Provided material START

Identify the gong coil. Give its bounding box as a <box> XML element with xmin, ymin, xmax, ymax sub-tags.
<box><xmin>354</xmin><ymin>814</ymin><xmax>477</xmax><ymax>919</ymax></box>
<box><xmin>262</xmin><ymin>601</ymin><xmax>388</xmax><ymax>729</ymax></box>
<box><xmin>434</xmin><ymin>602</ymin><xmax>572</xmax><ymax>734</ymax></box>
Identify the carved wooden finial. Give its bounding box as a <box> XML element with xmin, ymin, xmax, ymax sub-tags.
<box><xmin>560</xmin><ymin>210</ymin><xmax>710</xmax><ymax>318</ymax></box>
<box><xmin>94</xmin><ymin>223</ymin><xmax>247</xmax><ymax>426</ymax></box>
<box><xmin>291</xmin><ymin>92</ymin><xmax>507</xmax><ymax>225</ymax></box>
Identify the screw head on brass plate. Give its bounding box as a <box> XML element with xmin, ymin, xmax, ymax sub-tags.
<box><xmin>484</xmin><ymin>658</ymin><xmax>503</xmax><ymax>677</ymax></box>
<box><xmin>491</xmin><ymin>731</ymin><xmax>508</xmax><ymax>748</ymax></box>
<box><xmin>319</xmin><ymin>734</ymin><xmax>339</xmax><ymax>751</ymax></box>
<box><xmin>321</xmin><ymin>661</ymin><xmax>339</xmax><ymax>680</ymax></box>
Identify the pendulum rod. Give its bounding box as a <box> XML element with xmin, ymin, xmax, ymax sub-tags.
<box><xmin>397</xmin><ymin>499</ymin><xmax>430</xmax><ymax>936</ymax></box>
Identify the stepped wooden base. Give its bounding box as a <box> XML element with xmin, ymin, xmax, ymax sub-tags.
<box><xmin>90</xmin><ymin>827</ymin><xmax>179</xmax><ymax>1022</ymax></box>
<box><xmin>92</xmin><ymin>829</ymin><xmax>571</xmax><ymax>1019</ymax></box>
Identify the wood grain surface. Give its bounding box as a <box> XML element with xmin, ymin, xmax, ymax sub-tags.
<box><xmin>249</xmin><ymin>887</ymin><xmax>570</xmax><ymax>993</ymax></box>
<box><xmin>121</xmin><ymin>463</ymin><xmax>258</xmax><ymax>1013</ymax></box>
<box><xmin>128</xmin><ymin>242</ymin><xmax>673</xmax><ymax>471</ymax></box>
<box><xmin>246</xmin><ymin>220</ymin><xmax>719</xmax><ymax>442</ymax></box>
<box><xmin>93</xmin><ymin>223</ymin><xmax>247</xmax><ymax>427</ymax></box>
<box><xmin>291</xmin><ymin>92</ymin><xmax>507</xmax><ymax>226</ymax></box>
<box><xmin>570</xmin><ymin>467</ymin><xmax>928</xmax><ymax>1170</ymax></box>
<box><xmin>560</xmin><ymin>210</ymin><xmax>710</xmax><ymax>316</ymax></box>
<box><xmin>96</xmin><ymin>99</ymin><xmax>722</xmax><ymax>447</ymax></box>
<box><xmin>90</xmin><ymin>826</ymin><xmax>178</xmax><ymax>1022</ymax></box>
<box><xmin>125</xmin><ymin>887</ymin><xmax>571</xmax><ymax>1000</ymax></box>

Provided material END

Problem description:
Every entry above should come back exactly as written.

Answer space:
Identify the gong coil. Give its bounding box as a <box> XML element with xmin, ymin, xmax, ymax sub-tags.
<box><xmin>354</xmin><ymin>814</ymin><xmax>477</xmax><ymax>919</ymax></box>
<box><xmin>262</xmin><ymin>601</ymin><xmax>388</xmax><ymax>729</ymax></box>
<box><xmin>434</xmin><ymin>602</ymin><xmax>572</xmax><ymax>734</ymax></box>
Identify the carved wooden finial. Give its bounding box as a <box> XML element with xmin, ymin, xmax, ymax sub-tags.
<box><xmin>560</xmin><ymin>210</ymin><xmax>710</xmax><ymax>318</ymax></box>
<box><xmin>94</xmin><ymin>223</ymin><xmax>247</xmax><ymax>426</ymax></box>
<box><xmin>291</xmin><ymin>92</ymin><xmax>507</xmax><ymax>225</ymax></box>
Identify the screw head on brass plate. Give its bounding box as a <box> XML element with xmin, ymin, xmax, ymax sub-tags.
<box><xmin>484</xmin><ymin>658</ymin><xmax>503</xmax><ymax>677</ymax></box>
<box><xmin>491</xmin><ymin>731</ymin><xmax>508</xmax><ymax>748</ymax></box>
<box><xmin>319</xmin><ymin>734</ymin><xmax>339</xmax><ymax>751</ymax></box>
<box><xmin>321</xmin><ymin>661</ymin><xmax>339</xmax><ymax>680</ymax></box>
Identify the pendulum rod. Give its bounding box as a <box> XML element with xmin, ymin, xmax, ymax sub-tags.
<box><xmin>397</xmin><ymin>499</ymin><xmax>430</xmax><ymax>936</ymax></box>
Identify the stepped wooden base. Give its bounding box as a <box> XML element with xmin, ymin, xmax, ymax sub-tags.
<box><xmin>90</xmin><ymin>827</ymin><xmax>179</xmax><ymax>1022</ymax></box>
<box><xmin>92</xmin><ymin>829</ymin><xmax>571</xmax><ymax>1019</ymax></box>
Identify the wood grain surface. Give its bounding box as a <box> XML element with xmin, ymin, xmax, ymax sub-tags.
<box><xmin>249</xmin><ymin>887</ymin><xmax>570</xmax><ymax>993</ymax></box>
<box><xmin>121</xmin><ymin>463</ymin><xmax>258</xmax><ymax>1013</ymax></box>
<box><xmin>128</xmin><ymin>242</ymin><xmax>673</xmax><ymax>471</ymax></box>
<box><xmin>246</xmin><ymin>220</ymin><xmax>719</xmax><ymax>442</ymax></box>
<box><xmin>93</xmin><ymin>223</ymin><xmax>247</xmax><ymax>427</ymax></box>
<box><xmin>291</xmin><ymin>92</ymin><xmax>507</xmax><ymax>226</ymax></box>
<box><xmin>570</xmin><ymin>467</ymin><xmax>928</xmax><ymax>1170</ymax></box>
<box><xmin>560</xmin><ymin>210</ymin><xmax>710</xmax><ymax>316</ymax></box>
<box><xmin>96</xmin><ymin>99</ymin><xmax>722</xmax><ymax>447</ymax></box>
<box><xmin>90</xmin><ymin>826</ymin><xmax>178</xmax><ymax>1022</ymax></box>
<box><xmin>125</xmin><ymin>887</ymin><xmax>571</xmax><ymax>1000</ymax></box>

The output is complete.